[Items from a dataset]
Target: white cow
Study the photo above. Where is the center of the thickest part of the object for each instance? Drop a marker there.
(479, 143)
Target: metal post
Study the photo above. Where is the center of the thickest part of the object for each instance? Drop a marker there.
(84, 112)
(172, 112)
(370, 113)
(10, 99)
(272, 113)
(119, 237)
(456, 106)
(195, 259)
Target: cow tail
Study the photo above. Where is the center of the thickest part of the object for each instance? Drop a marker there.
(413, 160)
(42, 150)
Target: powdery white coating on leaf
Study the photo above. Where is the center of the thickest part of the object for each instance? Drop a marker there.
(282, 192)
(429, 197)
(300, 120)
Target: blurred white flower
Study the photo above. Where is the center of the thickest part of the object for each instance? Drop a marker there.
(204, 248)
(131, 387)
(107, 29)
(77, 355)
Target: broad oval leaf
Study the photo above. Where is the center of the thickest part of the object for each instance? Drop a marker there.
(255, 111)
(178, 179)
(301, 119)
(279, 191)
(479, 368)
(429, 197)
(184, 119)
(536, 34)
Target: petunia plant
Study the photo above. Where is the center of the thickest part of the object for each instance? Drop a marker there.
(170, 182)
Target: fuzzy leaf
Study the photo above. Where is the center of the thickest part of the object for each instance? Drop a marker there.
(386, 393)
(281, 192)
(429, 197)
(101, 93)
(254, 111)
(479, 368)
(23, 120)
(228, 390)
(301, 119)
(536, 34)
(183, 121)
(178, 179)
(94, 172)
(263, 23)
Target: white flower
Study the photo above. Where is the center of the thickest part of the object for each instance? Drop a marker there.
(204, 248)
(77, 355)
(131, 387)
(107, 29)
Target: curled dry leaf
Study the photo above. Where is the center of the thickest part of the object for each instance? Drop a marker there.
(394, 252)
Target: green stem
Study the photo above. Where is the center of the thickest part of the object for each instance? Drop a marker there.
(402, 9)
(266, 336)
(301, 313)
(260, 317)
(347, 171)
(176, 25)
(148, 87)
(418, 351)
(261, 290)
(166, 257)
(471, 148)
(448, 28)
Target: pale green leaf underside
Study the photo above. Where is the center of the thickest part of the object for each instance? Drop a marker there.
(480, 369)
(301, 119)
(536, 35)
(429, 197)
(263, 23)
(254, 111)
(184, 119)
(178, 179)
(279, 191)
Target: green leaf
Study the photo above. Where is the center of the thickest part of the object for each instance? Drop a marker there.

## [Task details]
The data must be retyped in full, exactly as it reads.

## [Reply]
Target: white cow
Study the photo above. Where is the center of the thickest part of the object for each instance? Drop a marker there.
(479, 143)
Target: metal post
Study the photo above. Where is the center of the thickest part of the object for each instance? Drop a marker there.
(84, 112)
(172, 112)
(370, 113)
(10, 99)
(272, 113)
(119, 237)
(456, 106)
(195, 259)
Target: cow tail
Study the photo above. Where is the center of the thickest part of the object for each instance? Drop a marker there.
(413, 160)
(42, 150)
Target: powdery white coating on leaf
Study the photo above. Where is the center of the thickest part of the object for each instance? Drop a marker there.
(282, 192)
(429, 197)
(300, 120)
Target: blurred white flower
Study the photo above. Where is the center of the thickest part of the object for each instance? Drop a marker there.
(204, 248)
(131, 387)
(107, 29)
(77, 355)
Target: broad oval leaf
Study the photo above. Where is the center of the thickest part of the object for each instance? Drop a marker there.
(255, 111)
(178, 179)
(301, 119)
(279, 191)
(479, 368)
(429, 197)
(184, 119)
(536, 34)
Target: petunia plant
Study the photo above. Where is the center of the thickest part of the object for each instance? Drop a marker there.
(170, 182)
Target: fuzzy leaf
Study the photo above. Where is the center of the thickest part of the object for each instance? Drop a marker there.
(386, 393)
(281, 192)
(429, 197)
(101, 93)
(254, 111)
(479, 368)
(23, 120)
(228, 390)
(301, 119)
(536, 34)
(183, 121)
(178, 179)
(94, 172)
(263, 23)
Target: white flower
Study the photo above. Where is the center of the thickest part of the object for each instance? Drop a marker there.
(204, 248)
(77, 355)
(131, 387)
(107, 29)
Target: curled dry leaf
Study the photo above. Where is the center of the thickest part of the object for each instance? Drop a marker there.
(394, 252)
Target: green stem
Study the photo above. Where is the center of the thickest part of the object for each instance? Drop a marker there.
(402, 9)
(266, 336)
(301, 313)
(260, 317)
(347, 171)
(176, 25)
(148, 87)
(418, 351)
(261, 290)
(166, 257)
(471, 148)
(448, 28)
Target: pale green leaf underside
Study the photo above. Where is the center of the thickest part of the object for each instance? Drop a marker there.
(480, 369)
(301, 119)
(536, 35)
(429, 197)
(263, 23)
(254, 111)
(184, 119)
(178, 179)
(279, 191)
Target: green leaf
Study the photo above. Where is the center of the thickest part of the object for each instance? Drop a marker there.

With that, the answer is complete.